===== GIVEN RECORDS =====
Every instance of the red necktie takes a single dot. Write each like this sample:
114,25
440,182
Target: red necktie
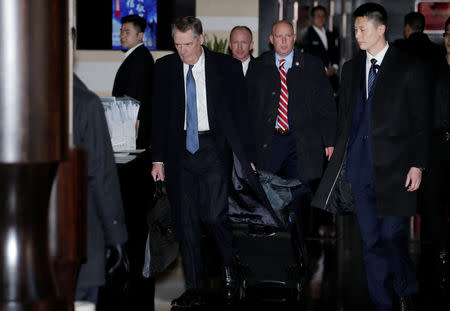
282,121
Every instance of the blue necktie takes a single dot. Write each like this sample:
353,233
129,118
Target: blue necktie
372,76
191,113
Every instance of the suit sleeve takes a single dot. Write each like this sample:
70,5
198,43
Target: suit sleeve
419,94
325,106
160,112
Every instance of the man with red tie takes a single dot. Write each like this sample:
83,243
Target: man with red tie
294,118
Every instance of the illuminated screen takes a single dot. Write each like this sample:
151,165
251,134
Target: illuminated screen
143,8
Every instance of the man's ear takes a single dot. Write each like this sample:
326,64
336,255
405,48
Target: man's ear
381,29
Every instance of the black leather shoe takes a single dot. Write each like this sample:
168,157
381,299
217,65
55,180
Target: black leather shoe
189,299
229,279
406,303
443,269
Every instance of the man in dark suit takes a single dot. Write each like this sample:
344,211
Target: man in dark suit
381,148
416,42
200,118
134,77
294,114
241,45
322,43
105,215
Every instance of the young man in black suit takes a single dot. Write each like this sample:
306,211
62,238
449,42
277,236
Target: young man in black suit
200,119
381,149
134,77
320,42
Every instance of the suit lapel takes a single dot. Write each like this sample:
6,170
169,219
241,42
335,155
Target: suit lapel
179,87
210,80
355,80
269,63
383,77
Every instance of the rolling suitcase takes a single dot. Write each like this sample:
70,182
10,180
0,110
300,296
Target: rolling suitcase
272,259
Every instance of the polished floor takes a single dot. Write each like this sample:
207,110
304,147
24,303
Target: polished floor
335,278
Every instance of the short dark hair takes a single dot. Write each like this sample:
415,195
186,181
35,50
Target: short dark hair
186,23
416,21
373,11
283,22
318,8
138,22
242,28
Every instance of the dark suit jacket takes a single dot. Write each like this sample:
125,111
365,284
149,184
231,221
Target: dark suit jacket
314,46
399,129
105,216
227,114
134,78
311,109
420,45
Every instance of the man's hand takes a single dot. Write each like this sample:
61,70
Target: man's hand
330,71
116,256
413,179
329,152
158,171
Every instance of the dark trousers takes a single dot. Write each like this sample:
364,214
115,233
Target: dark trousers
389,268
204,204
435,195
87,294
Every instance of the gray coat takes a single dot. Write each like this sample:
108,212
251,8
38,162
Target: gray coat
105,216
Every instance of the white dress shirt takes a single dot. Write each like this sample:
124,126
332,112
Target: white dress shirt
198,71
245,65
379,57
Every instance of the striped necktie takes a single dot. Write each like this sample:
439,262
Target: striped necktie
282,120
372,76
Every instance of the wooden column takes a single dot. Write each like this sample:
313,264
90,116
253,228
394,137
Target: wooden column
33,140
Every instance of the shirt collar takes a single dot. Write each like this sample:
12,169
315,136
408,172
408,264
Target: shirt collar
199,64
320,30
132,49
289,59
379,57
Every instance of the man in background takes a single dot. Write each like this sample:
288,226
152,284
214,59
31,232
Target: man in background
322,43
105,216
241,45
418,43
293,113
381,151
135,75
200,119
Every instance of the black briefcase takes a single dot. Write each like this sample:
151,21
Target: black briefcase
161,248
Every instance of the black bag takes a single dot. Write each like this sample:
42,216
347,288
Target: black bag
161,248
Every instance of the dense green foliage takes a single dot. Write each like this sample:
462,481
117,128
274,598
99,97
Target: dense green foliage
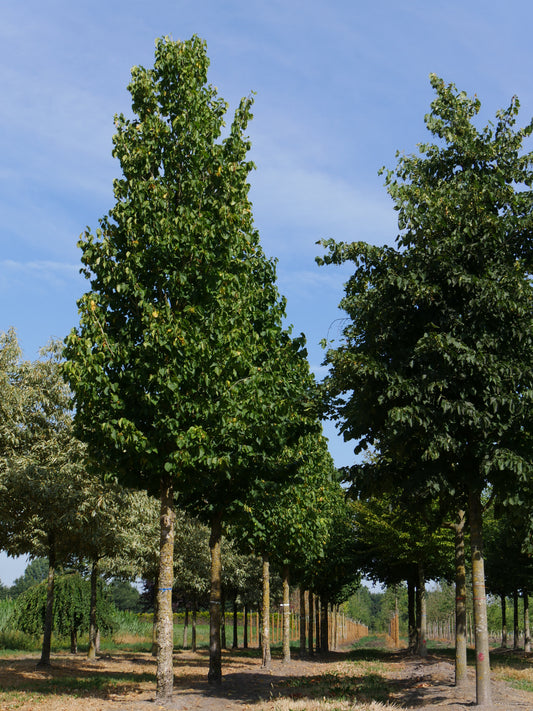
70,609
34,573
=====
WHAT IS NEEDED:
Copy out every entry exactly as written, but not the pictures.

FINISHED TASK:
Every instance of the red necktie takes a single dot. Write each like this sample:
114,25
440,182
Target: red necktie
282,121
Every instance of the blue necktie takes a single dot. Write each like this sample:
353,233
129,118
Target: blue necktie
372,76
191,113
Every instance of the suit sleeve takes a single dot. Write each like this sample:
70,5
198,43
Target: suit sleeve
419,94
325,106
160,112
Every instance of the man with red tie takes a single dot. Write each like this sample:
83,243
Target: man with red tie
294,118
Every instance of the illuminated screen takes a single dot. Write each like this sample:
151,165
251,134
Target: illuminated screen
143,8
Every instance of the man's ear takes a single dot. Write each like this sample:
326,64
336,255
405,48
Target: man's ear
381,29
Every instance of the black leather shoe takes a single dot. Write each like this sample:
168,157
381,299
217,65
55,180
Target: black leather shoe
189,299
229,279
406,303
443,269
Every instance of the man in dark suit takes a single dot. Write each like this sample:
344,211
Target: man in dark suit
381,148
416,42
200,118
134,77
294,114
241,45
322,43
105,215
Every instance of the young man in black suit takes a single dot. Write each like this sample:
306,211
62,238
449,42
277,236
Target: young man in black suit
200,119
381,149
134,77
320,42
Every instance of the suit lapel takes a single dot. Write each like this sample:
6,170
169,219
241,42
335,155
Target: suit lapel
179,87
210,80
355,80
269,63
383,77
Every instance of the rolling suitcase takes a single dot. Write each like this sample:
70,182
10,180
0,110
300,296
Target: rolling suitcase
272,259
Every instance of the polished floor takes a single dot. Write each like this sample:
207,110
304,147
24,303
Target: polished floor
335,278
Every instance of the short dark hair takes a single dot. Write each like this sample:
415,195
186,181
35,50
Target: short dark hair
186,23
416,21
373,11
283,22
318,8
138,22
242,28
Every instance of the dark suit jacket takes a single dot. Write each like this sample:
125,111
365,284
149,184
231,221
Target: dark suit jacket
314,46
399,129
105,216
227,114
134,78
311,109
420,45
Every instance of the man's hand takes a single dot. Write each like this sample:
61,70
Target: man's hand
330,71
116,256
413,179
329,152
158,171
Every instance of the dark trousers takes a single dot. Write each like this sample:
364,214
115,233
Target: dark trousers
389,268
204,204
435,195
87,294
Every instance of the gray coat takes a single dot. Write each like this sample:
108,212
251,8
38,162
Target: gray coat
105,216
Every instance of the white dress shirt takes a single dot. Write each like this sample:
124,126
332,112
Target: white dress shirt
198,71
245,65
379,57
Every instance of the striped necktie takes a single dot. Write each like this sample:
439,262
Target: striped necktie
282,120
372,76
Every instance of the wooden column takes a single dot. Write each like this sample:
313,264
90,116
253,228
394,137
Target: wooden column
33,140
Every instance of the shirt collar takes a single dot. Write each like this sample:
12,169
315,136
408,172
408,264
Target: shirt collar
199,64
320,30
132,49
289,59
379,57
Every instance of the man in background takes a single dot. Write each like this sample:
288,226
152,284
214,59
31,232
Target: man in background
322,43
105,216
241,45
418,43
293,113
381,151
135,75
200,119
Every instance of the black briefcase takes a single dot. Write each like this sample:
151,21
Target: black briefcase
161,248
Every instance of the black bag takes a single dot. Write each like this sample:
42,216
347,288
Target: black bag
161,248
Every instance of the dense green foliage takes a single dot. Write each like this sample:
462,481
117,128
274,598
99,97
Target: dense green foliage
70,609
34,573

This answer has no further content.